Precious metals in light of the US repo mess

Precious metals in light of the US repo mess

30 September 2019 from Mikael Syding

Since the financial crisis in 2008, the world’s central banks have printed hundreds of thousands of billions SEK (tens of USD trillions). This means that a new era in finance started after Lehman’s bankruptcy. An era of free money and moral hazard. An era where market forces are out of play and where debt does not matter. Seen in another way though, the new era is only a logical consequence of both the Fed’s creation in 1913 and the US abolition of the gold standard in 1971.

IThis year, more and more signs of problems in the financial sector have emerged. For example, the amount of negative yielding bonds had exploded upwards to more than USD 17.000 billion, and the Fed Fund rate has risen above the IOER rate. The latter can signal on the surface that the banks are at lower risk than the central bank that controls them. Of course, this can never happen. The central bank that controls the dollar is risk-free because it is able to create how much money it wants and the banks under it are not. This means that the spread says something different and it is unclear what exactly, but it is hardly anything positive.

Two weeks ago, the most negative signal in ten years was emitted from the US repo market. The central bank was forced to already carry out several transactions in mid-September (rather than the end), because overnight rates on September 17 quickly rose from 2 per cent to 10 per cent. In practice, that meant a return to quantitative easing, but in secret, without publicly announcing that this is what they did. In three steps, the outstanding repos were increased to USD 105 billion from about USD 20 billion normally, i.e. the FED added an additional USD 85 billion in liquidity to the banking system to prevent any bank from receiving an acute shortage of cash at the end of the quarter. The fact that the problems began several weeks before the end of the month indicates that the problems were extra serious. And the failure to fix the problem with the first repo, with which the FED obviously wanted to signal that everything was under control, underlines the seriousness.

______________________________

» **What is asked**
• a. Transcribe the article on precious metals and the US repo mess from "IThis year, more" up to and including "hardly anything positive.".
• b. Carry on writing the article on precious metals and the US repo mess, picking up after its last sentence.

______________________________

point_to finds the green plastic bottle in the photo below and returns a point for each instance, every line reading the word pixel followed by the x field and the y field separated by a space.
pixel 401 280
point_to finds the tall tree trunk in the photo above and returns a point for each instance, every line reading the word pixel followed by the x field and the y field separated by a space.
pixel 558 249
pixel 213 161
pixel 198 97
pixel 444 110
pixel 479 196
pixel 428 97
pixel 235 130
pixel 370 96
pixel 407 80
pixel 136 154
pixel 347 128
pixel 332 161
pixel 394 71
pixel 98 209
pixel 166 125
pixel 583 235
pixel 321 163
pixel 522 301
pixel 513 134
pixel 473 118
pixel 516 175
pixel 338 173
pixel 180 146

______________________________

» **Task results**
• a.
IThis year, more and more signs of problems in the financial sector have emerged. For example, the amount of negative yielding bonds had exploded upwards to more than USD 17.000 billion, and the Fed Fund rate has risen above the IOER rate. The latter can signal on the surface that the banks are at lower risk than the central bank that controls them. Of course, this can never happen. The central bank that controls the dollar is risk-free because it is able to create how much money it wants and the banks under it are not. This means that the spread says something different and it is unclear what exactly, but it is hardly anything positive.

• b.
When financial markets are in turmoil, especially the money market, it is reasonable for investors to seek protection in hard currencies, real assets. When central banks print money in panic, not least when they suddenly change from hawkish to dovish, precious metals become attractive, and perhaps cryptocurrencies to a certain extent. Indeed, in completely wrecked economies like Zimbabwe, Venezuela and Argentina, Bitcoin can be more attractive than gold because it is easier to hide and transfer, while also allowing direct personal control over one’s assets. However, in more developed countries, the security of a concrete and durable lump of metal may be a better alternative as a place to park your money.
Oddly enough, Bitcoin has instead fallen quickly by 20%, while gold shows some weaknesses as well.

The latter may still be natural after the rapid increase in prices since May. The somewhat unexpected development could be due to the fact that gold and Bitcoin are both leveraged financial assets. When things get negative in the markets, leveraged financial assets also go down in the beginning when weak hands sell out. The weakness in the oil market also indicates future financial problems, so it may be possible that interest rates, crypto, oil and gold together signal negative times ahead – negative enough that even real assets fall in price. An alternative interpretation is that the problems are limited to the US banks and thus are not serious enough to matter for precious metals prices. For example: the LIBOR interest rate fell as it would in accordance with the Fed's September 18 interest rate cut.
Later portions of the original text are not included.